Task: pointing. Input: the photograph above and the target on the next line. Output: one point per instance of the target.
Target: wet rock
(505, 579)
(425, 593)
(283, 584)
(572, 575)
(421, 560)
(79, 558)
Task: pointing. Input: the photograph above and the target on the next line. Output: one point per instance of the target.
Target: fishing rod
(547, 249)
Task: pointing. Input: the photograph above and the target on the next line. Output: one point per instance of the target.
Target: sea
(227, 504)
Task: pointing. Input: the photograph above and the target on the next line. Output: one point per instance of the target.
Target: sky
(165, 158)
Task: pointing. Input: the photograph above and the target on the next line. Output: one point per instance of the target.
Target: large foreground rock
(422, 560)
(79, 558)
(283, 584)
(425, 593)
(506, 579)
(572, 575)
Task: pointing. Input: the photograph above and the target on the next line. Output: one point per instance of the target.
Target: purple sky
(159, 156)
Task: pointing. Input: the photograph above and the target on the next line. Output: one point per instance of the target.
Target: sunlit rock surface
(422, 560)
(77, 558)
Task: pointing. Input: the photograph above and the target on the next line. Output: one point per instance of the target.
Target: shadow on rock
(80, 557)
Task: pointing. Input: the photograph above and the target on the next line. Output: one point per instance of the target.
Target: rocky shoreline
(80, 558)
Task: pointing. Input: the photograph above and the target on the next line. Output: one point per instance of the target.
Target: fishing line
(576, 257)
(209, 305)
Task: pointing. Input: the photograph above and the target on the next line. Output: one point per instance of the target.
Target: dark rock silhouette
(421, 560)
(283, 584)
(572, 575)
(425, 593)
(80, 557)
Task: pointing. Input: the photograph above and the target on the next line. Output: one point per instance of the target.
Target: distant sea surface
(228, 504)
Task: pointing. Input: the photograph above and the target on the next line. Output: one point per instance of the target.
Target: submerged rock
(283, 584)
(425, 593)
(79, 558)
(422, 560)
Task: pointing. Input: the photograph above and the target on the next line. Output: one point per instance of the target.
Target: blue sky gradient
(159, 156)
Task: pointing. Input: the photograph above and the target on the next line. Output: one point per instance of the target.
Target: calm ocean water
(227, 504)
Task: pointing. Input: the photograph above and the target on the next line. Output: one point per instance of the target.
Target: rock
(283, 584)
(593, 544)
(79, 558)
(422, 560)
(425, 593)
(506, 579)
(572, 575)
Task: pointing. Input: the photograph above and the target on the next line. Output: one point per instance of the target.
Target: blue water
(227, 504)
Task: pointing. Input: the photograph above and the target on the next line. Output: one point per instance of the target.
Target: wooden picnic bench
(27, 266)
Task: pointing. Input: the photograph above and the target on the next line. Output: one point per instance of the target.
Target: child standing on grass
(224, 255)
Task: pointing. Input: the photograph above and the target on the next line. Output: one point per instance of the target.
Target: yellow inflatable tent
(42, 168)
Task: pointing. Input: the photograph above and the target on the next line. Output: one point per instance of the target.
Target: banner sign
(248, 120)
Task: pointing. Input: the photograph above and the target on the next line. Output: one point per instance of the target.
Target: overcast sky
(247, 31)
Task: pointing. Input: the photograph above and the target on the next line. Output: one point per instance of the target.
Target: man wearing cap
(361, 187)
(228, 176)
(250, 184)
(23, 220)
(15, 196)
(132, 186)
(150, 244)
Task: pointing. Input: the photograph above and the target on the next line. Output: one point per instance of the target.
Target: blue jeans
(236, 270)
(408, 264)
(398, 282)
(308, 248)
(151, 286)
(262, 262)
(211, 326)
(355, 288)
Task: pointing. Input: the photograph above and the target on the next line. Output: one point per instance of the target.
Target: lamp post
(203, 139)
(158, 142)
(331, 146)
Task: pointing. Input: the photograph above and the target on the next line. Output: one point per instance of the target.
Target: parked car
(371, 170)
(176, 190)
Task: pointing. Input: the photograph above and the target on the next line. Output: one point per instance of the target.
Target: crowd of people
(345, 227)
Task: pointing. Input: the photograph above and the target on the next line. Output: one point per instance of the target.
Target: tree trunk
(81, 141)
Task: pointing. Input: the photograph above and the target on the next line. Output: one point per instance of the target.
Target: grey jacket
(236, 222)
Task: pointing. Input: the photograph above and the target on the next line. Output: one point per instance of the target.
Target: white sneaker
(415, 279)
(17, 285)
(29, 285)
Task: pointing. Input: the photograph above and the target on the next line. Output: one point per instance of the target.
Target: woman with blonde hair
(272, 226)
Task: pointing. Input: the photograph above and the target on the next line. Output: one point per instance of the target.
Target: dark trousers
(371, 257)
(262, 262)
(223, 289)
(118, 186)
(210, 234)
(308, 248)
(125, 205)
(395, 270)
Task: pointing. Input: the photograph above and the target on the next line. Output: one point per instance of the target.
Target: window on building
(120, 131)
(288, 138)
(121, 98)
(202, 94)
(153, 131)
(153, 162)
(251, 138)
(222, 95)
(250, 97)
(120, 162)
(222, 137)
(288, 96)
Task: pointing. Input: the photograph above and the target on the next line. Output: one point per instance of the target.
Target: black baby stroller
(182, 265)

> _Work to be completed_
Give all the entries again exactly; leave none out.

> _Correct answer_
Task: pointing. Input: the photograph above and the target on the next line. Output: one point per instance of the target.
Target: wet rock
(505, 579)
(425, 593)
(283, 584)
(572, 575)
(421, 560)
(79, 558)
Task: pointing. Input: the photograph above and the target on the next line. Output: one point per instance of the target.
Target: fishing rod
(547, 249)
Task: pointing. Input: the photograph above and the target on the next line. Output: one point per instance of the target.
Target: sea
(227, 504)
Task: pointing. Input: the photograph above and the target on the next line. Output: one point per instance of the target.
Target: sky
(165, 158)
Task: pointing. Input: the photograph above and the target on the next line. Output: one point per instance of the target.
Target: large foreground rock
(422, 560)
(79, 558)
(283, 584)
(425, 593)
(506, 579)
(572, 575)
Task: pointing. Input: the photograph above and the target on the next line. Output: one point per instance of the target.
Target: purple sky
(159, 156)
Task: pointing. Input: the photograph above and the target on the next line. Output: one point per instance of the target.
Target: sunlit rock surface
(422, 560)
(77, 558)
Task: pointing. Input: the photograph above and the target on the next line. Output: one point per instance of the target.
Target: shadow on rock
(80, 557)
Task: pointing. Input: the photograph above and the target on the next line. Output: one point per instance of the target.
Target: rocky shoreline
(80, 558)
Task: pointing. Input: the photograph above and the target on the next line. Output: one point per instance of the target.
Target: fishing line
(576, 257)
(209, 305)
Task: pointing. Input: the photograph above and the target on the next line. Output: one point per instance of the target.
Target: dark rock silhouette
(421, 560)
(283, 584)
(572, 575)
(425, 593)
(80, 557)
Task: pointing. Input: the photograph above and the target on the next line. Output: one point per instance of the target.
Target: distant sea surface
(228, 504)
Task: pointing. Input: the photograph above and the target on the next line. Output: one point per instance of the target.
Target: submerged rock
(283, 584)
(425, 593)
(79, 558)
(422, 560)
Task: pointing. Input: the photograph above and the target on the next line. Output: one point per instance of the target.
Target: blue sky gradient
(159, 156)
Task: pointing. Input: the photograph above and the target on the next line. Output: one point per instance of the target.
Target: calm ocean water
(227, 504)
Task: pointing. Input: the photograph above and the target on the next line. Output: one point per instance of the target.
Target: rock
(283, 584)
(593, 544)
(79, 558)
(422, 560)
(425, 593)
(506, 579)
(572, 575)
Task: pointing. Input: the photograph above and the target on the next line. Output: one point per instance of the target.
Target: blue water
(227, 504)
Task: pointing. Input: the photograph above and the target on the next line. Output: one point per instance of the target.
Target: wooden picnic bench
(27, 266)
Task: pointing. Input: the photograph above and the target on the next line. Output: one point per instance of the target.
Target: child standing on grass
(224, 255)
Task: pointing. Input: the photograph above and the target on the next line. Output: one point per instance of the target.
Target: yellow inflatable tent
(42, 168)
Task: pointing. Input: the photograph above and the target on the next line. Output: one point per instance of the target.
Target: banner sign
(248, 120)
Task: pointing. Input: the photograph above and the target on the next line. Output: one point per instance of the target.
Target: overcast sky
(247, 31)
Task: pointing. Input: the photograph above and the target on the next line. Output: one point per instance of the target.
Target: man wearing cap
(361, 187)
(228, 176)
(250, 184)
(23, 220)
(15, 196)
(132, 186)
(150, 244)
Task: pointing. Input: the photograph above and the target on the next line. Output: one point per instance of the target.
Target: blue jeans
(236, 270)
(408, 264)
(398, 282)
(308, 248)
(151, 286)
(262, 262)
(211, 326)
(355, 288)
Task: pointing. Input: the photograph above and the target on the next line. Output: one point per instance of the target.
Target: lamp post
(203, 139)
(158, 142)
(331, 146)
Task: pointing. Input: the photograph above and the target on the next line. Output: one point per instance of the target.
Target: parked car
(371, 170)
(176, 190)
Task: pointing. Input: the photograph above and the target on the next line. Output: one point per instance of the target.
Target: crowd of people
(345, 227)
Task: pointing. Input: the photograph above and the target on the next line. Output: one point per instance of the target.
Target: tree trunk
(81, 141)
Task: pointing. Input: the photograph above and the target on the next line. Output: one point per instance of the target.
Target: grey jacket
(236, 222)
Task: pointing. Input: the photograph above and the target on the next line. Output: one point per instance of the target.
Target: white sneaker
(415, 279)
(17, 285)
(29, 285)
Task: pointing. Input: the photograph above and the target on the next line. Output: one point per instance of the target.
Target: woman with blonde hair
(272, 226)
Task: pointing. Input: the photograph above and the target on the next line. Output: one point per instance of the target.
Target: dark trousers
(371, 257)
(262, 262)
(223, 289)
(118, 186)
(210, 234)
(308, 248)
(125, 205)
(395, 270)
Task: pointing. Input: the photograph above and the target on the next line. Output: one point per instance of the target.
Target: window on building
(120, 131)
(288, 138)
(121, 98)
(202, 94)
(153, 131)
(153, 162)
(251, 138)
(222, 95)
(250, 97)
(120, 162)
(222, 137)
(288, 96)
Task: pointing. Input: the photograph above and the target on the next line. Output: one point per instance of the target.
Target: black baby stroller
(182, 265)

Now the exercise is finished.